SOBRE A TAREFA:
Extraia do material, sem mudar nada, as linhas a partir da que contém "Inventory check — is any statue's sleeve" e pare depois da que contém "[[294, 498, 425, 686]]", incluindo as duas.
### DADOS
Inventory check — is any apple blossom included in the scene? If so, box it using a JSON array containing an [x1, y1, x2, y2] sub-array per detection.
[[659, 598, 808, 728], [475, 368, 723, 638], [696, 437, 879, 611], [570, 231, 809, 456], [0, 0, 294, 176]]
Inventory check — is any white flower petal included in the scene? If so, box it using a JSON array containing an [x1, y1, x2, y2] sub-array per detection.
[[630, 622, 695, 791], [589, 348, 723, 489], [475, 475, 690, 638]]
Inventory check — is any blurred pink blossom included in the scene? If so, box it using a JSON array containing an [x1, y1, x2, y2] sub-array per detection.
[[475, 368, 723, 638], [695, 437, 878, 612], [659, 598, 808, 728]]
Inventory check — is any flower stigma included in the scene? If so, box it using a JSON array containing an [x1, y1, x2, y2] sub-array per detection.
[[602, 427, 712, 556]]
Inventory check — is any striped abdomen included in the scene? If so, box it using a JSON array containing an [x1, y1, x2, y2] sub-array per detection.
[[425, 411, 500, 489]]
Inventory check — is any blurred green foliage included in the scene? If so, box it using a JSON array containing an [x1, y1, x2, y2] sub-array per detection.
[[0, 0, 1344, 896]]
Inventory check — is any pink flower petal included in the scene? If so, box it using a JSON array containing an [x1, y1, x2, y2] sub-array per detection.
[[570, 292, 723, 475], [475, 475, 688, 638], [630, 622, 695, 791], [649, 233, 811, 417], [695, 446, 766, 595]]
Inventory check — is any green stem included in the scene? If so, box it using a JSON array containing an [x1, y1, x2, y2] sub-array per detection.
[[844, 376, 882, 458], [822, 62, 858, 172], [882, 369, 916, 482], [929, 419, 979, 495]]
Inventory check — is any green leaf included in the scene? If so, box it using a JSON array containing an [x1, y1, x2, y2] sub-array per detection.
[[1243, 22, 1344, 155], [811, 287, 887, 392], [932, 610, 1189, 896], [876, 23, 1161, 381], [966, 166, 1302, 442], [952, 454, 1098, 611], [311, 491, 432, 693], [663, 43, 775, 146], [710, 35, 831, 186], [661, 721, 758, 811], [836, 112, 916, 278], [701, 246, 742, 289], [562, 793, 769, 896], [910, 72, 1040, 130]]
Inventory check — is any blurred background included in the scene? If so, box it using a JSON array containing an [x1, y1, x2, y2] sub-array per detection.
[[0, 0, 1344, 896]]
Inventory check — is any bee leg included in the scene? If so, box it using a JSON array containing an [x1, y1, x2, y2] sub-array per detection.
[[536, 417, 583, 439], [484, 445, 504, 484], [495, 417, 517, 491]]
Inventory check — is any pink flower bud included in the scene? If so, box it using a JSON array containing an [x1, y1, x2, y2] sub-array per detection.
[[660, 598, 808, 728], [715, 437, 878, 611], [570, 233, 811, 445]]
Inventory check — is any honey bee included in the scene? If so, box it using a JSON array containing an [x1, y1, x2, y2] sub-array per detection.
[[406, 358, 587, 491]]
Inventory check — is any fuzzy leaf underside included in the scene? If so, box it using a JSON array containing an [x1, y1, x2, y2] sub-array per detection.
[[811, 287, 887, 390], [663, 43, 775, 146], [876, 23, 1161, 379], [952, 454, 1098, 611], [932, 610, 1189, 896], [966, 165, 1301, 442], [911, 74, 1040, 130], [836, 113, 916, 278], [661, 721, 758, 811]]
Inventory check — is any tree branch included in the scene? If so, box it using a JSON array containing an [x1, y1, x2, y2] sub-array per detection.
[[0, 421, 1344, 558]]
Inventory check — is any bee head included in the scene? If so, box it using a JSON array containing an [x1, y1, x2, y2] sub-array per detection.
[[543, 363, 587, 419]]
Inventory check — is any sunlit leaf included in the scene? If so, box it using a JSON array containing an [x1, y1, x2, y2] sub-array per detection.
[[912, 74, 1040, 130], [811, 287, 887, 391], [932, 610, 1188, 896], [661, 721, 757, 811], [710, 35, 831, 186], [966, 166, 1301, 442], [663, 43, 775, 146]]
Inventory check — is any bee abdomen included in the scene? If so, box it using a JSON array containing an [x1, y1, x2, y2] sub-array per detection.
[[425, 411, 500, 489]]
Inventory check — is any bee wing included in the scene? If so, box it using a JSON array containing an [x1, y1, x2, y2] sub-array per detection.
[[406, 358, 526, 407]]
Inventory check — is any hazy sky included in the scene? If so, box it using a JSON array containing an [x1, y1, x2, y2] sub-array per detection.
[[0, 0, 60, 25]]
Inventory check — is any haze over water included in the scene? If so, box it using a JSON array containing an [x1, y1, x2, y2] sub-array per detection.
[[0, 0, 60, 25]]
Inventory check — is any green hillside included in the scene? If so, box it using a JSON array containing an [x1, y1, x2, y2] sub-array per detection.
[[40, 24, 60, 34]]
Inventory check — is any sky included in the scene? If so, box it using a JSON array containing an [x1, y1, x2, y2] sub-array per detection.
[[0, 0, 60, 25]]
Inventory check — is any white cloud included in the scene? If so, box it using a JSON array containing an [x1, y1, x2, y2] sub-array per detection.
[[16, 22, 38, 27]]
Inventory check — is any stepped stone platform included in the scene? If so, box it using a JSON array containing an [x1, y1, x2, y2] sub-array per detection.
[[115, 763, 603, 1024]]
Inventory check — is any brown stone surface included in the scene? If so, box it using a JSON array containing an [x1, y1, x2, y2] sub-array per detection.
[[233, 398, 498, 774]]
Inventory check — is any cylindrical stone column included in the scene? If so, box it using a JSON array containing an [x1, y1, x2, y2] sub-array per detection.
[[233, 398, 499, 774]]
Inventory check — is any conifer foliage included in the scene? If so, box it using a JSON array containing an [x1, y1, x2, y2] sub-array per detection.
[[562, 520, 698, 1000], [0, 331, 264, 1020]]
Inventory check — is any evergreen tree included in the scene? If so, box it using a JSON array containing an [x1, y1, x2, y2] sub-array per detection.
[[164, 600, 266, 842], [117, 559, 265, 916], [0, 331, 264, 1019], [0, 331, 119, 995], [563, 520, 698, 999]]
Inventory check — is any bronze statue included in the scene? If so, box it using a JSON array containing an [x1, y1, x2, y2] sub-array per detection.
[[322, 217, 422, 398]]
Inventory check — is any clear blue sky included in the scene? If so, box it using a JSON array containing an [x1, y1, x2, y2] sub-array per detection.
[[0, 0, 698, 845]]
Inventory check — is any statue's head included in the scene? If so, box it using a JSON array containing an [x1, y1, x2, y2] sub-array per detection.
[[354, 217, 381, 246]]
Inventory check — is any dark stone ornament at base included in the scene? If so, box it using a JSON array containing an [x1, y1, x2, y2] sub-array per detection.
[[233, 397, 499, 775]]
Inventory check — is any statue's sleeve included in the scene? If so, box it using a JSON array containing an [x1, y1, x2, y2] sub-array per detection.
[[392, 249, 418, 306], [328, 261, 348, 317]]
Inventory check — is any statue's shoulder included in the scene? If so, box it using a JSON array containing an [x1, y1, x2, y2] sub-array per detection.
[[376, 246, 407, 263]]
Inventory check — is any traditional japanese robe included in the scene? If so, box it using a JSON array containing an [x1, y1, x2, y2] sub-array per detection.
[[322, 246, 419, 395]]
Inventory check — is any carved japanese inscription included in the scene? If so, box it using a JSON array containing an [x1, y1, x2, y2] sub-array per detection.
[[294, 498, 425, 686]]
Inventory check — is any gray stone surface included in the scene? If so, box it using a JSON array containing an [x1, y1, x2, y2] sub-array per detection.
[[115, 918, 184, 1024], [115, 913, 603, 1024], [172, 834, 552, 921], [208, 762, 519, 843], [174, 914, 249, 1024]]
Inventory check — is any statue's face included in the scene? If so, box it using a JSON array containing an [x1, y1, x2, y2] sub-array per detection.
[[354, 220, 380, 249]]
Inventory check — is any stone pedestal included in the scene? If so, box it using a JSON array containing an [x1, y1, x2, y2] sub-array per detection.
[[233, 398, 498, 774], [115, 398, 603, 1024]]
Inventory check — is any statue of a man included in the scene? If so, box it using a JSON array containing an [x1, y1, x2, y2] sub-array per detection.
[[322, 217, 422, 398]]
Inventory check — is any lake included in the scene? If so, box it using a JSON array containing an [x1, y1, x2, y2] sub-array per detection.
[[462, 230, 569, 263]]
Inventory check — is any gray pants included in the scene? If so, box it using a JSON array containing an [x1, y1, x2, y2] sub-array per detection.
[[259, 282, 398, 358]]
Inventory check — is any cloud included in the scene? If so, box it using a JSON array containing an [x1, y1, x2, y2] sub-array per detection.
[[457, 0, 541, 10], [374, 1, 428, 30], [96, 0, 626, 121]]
######
RESPOSTA:
Inventory check — is any statue's sleeve included in the scene? If so, box it using a JSON array containing an [x1, y1, x2, y2] sub-array per detection.
[[392, 249, 418, 306], [328, 261, 348, 317]]
Inventory check — is any statue's shoulder included in the scene? If so, box it using a JSON array containing an [x1, y1, x2, y2] sub-array per detection.
[[376, 246, 407, 263]]
Inventory check — is any traditional japanese robe included in the scene? If so, box it using a JSON array containing an [x1, y1, x2, y2] sub-array per detection.
[[322, 246, 419, 395]]
Inventory check — is any carved japanese inscription included in the scene? If so, box it using a JSON array containing an [x1, y1, x2, y2] sub-array per detection.
[[294, 498, 425, 686]]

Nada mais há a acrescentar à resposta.